**Excerpt provided**
---*---

Last month, when I traveled to Colombia, I learned a new Spanish word that I did not know about. Sillerteros doesn’t have an English translation. Yet, in Medellin, a big city located in the hills in Colombia, everyone talks about them! Especially during the month of August, when one of the largest festivals in the world takes place. For a week, the entire city transforms into a colorful display of flower festivals, parades, concerts, and street fairs.

Tradition that Spans the Ages

When most think of a South American Festival, they think Carnival in Rio. While spectacular, there are many other amazing festivals all over the South American Region! This includes the Colombian Flower Parade or Desfile de las Flores. The first Flower Festival in the area was held in 1957, though the tradition of “Silleteros” (flower peasants vendors – saddle carriers) of the township of Santa Elena is centuries old.

---*---

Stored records
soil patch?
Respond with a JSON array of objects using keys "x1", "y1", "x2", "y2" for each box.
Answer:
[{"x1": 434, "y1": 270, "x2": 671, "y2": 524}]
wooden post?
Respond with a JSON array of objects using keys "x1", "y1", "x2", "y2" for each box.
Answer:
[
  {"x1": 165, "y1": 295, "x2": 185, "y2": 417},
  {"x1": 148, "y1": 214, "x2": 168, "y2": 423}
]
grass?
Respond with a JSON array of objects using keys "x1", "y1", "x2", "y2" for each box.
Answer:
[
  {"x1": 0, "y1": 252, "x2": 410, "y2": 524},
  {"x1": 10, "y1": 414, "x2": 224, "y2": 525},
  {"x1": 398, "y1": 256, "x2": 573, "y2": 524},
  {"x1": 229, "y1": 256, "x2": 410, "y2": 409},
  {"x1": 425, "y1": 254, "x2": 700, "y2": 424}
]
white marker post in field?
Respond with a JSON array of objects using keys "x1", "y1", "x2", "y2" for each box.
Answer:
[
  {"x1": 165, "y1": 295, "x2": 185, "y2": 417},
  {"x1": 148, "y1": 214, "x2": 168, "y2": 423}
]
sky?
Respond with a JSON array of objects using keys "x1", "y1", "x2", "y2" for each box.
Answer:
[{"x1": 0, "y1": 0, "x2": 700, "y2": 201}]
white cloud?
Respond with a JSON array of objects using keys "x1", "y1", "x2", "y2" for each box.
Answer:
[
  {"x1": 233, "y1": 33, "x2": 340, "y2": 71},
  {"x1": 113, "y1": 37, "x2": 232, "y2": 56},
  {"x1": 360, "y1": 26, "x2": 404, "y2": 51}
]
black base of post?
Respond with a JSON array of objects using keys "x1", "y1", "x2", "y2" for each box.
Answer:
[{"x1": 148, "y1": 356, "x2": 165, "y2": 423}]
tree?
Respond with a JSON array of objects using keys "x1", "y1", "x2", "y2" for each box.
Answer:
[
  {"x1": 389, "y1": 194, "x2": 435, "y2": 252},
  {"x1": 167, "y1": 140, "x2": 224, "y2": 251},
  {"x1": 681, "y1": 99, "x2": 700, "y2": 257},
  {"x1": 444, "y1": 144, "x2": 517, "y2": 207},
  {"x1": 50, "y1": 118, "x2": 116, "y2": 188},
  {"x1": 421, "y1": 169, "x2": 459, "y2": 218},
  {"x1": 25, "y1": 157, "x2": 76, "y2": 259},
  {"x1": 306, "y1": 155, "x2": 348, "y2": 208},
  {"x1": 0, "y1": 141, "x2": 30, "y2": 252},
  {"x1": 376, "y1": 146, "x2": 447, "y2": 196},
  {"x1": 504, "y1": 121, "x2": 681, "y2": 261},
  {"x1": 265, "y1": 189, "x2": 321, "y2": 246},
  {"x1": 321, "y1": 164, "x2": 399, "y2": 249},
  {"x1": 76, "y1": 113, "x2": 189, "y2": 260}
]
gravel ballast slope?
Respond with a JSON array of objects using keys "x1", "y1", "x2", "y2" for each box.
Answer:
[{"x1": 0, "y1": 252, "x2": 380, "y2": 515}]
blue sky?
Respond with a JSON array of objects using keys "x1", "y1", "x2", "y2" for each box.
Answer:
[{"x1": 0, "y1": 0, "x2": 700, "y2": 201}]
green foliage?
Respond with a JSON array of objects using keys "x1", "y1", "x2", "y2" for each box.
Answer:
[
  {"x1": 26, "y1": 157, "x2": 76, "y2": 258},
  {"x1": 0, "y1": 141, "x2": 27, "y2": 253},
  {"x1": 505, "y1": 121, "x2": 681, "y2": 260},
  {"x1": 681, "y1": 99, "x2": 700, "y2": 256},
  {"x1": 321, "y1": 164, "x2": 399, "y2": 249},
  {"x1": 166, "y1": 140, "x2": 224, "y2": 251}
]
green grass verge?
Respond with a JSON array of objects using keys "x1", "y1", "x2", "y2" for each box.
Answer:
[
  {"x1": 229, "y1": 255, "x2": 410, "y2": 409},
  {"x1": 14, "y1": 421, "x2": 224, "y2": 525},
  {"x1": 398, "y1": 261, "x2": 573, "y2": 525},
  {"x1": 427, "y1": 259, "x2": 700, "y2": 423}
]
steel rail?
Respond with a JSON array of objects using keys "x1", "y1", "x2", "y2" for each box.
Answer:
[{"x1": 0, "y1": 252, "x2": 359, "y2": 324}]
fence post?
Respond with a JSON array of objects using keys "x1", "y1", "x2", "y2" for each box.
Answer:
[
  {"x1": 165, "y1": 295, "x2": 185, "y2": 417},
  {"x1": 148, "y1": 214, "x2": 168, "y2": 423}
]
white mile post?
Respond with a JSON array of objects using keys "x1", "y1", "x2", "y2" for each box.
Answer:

---*---

**Task goal**
Quote the passage about the Medellin flower festival from "Last month, when" through "and street fairs.".

**Exercise result**
Last month, when I traveled to Colombia, I learned a new Spanish word that I did not know about. Sillerteros doesn’t have an English translation. Yet, in Medellin, a big city located in the hills in Colombia, everyone talks about them! Especially during the month of August, when one of the largest festivals in the world takes place. For a week, the entire city transforms into a colorful display of flower festivals, parades, concerts, and street fairs.